[WHAT THE TASK ASKS]:
Convert the part of the material that opens with the line containing "indicate the dog's eye, a" and closes with the line containing "column 246, row 516" into a two-column CSV headed instruction and points, one row for each instruction with its answer. Put each field in double quotes and replace the line breaks inside a field with spaces.

[DATA SHOWN]:

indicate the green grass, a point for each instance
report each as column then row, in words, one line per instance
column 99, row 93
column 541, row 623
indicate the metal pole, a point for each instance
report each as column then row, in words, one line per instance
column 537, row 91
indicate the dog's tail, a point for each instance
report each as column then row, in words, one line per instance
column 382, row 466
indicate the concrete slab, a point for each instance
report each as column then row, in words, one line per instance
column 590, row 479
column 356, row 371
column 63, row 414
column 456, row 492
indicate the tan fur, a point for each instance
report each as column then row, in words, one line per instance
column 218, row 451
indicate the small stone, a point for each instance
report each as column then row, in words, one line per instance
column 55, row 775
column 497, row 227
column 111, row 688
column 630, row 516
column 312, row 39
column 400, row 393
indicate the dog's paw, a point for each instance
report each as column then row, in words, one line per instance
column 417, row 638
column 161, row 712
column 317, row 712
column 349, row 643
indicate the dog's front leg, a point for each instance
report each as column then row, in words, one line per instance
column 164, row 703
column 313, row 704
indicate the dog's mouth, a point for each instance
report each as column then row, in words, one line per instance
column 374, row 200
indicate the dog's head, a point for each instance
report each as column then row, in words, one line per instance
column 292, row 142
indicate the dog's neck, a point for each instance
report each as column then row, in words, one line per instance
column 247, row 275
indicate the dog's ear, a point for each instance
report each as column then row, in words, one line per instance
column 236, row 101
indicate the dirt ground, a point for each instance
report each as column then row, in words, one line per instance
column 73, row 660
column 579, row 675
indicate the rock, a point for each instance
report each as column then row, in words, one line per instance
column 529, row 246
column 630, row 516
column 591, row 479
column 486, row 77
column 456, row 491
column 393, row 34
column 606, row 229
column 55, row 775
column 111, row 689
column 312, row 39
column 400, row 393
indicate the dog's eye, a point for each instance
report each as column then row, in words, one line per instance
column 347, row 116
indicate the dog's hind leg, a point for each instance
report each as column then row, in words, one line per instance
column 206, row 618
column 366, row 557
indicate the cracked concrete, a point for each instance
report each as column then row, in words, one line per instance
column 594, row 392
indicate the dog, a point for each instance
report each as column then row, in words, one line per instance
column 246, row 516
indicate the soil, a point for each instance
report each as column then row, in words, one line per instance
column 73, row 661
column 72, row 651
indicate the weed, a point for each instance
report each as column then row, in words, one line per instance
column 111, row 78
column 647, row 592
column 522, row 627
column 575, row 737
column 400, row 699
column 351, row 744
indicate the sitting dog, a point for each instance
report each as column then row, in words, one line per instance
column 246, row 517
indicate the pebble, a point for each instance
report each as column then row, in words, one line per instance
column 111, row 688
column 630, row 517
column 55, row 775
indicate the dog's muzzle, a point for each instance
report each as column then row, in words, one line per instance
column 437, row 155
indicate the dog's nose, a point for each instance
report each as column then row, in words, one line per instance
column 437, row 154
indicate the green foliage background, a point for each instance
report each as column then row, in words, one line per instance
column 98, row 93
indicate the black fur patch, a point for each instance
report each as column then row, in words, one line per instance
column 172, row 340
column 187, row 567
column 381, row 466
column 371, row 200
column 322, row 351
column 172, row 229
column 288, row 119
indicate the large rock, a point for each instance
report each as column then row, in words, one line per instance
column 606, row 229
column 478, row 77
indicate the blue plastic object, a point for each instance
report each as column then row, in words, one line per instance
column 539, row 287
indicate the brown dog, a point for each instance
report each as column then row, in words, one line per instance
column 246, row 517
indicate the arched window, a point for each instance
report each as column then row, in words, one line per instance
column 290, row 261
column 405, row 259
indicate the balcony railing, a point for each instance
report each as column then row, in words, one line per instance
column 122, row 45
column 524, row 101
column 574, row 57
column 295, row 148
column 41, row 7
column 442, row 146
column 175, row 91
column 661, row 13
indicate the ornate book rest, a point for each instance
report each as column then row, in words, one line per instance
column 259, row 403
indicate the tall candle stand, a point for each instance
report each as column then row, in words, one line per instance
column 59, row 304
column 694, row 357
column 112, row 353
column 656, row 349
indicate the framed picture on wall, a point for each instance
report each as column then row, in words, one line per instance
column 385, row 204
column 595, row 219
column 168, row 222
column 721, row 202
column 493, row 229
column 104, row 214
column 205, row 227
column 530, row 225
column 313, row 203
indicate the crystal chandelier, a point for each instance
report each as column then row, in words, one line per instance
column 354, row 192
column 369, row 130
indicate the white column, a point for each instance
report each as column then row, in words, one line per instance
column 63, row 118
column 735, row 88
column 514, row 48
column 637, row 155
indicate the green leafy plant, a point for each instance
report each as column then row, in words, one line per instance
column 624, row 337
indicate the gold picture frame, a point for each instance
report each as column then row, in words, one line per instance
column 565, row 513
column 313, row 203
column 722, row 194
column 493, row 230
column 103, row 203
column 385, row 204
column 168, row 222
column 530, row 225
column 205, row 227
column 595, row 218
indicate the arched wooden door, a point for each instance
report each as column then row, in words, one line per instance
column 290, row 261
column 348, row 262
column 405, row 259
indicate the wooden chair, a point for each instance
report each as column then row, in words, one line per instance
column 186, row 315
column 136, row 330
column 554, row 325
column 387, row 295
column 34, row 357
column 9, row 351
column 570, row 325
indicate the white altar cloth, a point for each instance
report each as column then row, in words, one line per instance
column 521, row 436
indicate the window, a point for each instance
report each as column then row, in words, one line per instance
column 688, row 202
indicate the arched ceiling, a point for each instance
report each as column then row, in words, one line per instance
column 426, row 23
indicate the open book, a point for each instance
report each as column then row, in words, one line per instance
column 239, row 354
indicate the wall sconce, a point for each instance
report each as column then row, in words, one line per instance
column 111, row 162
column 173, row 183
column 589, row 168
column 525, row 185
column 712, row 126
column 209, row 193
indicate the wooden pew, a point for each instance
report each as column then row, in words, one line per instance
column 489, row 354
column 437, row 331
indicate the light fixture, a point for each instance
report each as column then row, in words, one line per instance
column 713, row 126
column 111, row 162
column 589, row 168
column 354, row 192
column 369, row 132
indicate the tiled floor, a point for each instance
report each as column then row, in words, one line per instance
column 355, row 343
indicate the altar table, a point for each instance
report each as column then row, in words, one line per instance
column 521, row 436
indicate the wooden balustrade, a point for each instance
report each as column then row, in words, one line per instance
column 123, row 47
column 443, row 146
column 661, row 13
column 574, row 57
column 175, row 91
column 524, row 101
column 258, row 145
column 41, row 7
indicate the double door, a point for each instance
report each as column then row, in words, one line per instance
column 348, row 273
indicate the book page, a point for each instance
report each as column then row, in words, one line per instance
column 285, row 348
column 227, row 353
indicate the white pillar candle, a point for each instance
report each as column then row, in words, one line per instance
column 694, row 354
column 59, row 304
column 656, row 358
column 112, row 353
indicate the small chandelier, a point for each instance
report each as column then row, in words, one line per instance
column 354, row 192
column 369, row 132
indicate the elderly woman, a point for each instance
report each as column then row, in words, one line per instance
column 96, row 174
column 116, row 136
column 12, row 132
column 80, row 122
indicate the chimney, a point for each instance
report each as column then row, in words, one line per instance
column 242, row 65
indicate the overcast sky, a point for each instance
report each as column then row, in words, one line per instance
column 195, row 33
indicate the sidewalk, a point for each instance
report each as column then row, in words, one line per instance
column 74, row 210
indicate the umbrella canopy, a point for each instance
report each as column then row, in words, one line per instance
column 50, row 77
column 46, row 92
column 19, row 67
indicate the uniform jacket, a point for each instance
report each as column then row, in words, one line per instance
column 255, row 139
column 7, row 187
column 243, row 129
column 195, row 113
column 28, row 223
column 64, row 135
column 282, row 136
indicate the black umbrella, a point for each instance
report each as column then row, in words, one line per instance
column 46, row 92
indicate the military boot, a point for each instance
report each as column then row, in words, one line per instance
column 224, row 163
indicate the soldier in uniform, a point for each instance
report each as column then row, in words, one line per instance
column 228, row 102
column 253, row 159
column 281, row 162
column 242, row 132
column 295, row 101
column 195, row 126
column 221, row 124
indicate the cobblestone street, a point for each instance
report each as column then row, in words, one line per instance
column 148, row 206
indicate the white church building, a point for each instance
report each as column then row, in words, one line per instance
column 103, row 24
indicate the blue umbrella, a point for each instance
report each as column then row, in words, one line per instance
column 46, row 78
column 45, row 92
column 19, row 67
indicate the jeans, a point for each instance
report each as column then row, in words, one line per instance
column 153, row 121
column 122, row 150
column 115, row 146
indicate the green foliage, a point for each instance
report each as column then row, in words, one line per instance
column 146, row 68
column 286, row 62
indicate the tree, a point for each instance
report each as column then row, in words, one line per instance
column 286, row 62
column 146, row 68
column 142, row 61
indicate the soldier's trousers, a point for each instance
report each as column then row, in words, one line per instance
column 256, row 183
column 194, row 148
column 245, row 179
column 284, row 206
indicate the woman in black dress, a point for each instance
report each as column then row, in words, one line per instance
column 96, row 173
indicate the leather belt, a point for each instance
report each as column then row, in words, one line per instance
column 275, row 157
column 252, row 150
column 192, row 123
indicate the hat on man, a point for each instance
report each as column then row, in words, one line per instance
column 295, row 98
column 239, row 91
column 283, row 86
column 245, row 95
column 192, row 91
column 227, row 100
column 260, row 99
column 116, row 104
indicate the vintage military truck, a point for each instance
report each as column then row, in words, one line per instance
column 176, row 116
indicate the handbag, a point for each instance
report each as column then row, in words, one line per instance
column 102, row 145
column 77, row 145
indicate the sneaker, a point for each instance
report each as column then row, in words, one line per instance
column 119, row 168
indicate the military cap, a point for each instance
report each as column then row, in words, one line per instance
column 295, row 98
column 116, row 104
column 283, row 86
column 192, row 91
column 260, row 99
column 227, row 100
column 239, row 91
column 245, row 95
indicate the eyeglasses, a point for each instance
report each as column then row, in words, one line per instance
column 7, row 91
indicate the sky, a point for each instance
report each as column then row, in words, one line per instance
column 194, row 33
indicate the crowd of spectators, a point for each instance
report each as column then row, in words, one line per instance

[EXPECTED OUTPUT]:
instruction,points
"indicate the dog's eye, a point for each instance report each as column then row, in words, one line per instance","column 347, row 116"
"indicate the dog's hind leg, a point for each instance report each as column then row, in words, one line per instance","column 206, row 618 column 366, row 557"
"indicate the cracked concrete, a point for each instance report each as column then row, in words, one line per instance","column 594, row 392"
"indicate the dog, a point for each instance report each as column then row, in words, one line per instance","column 246, row 516"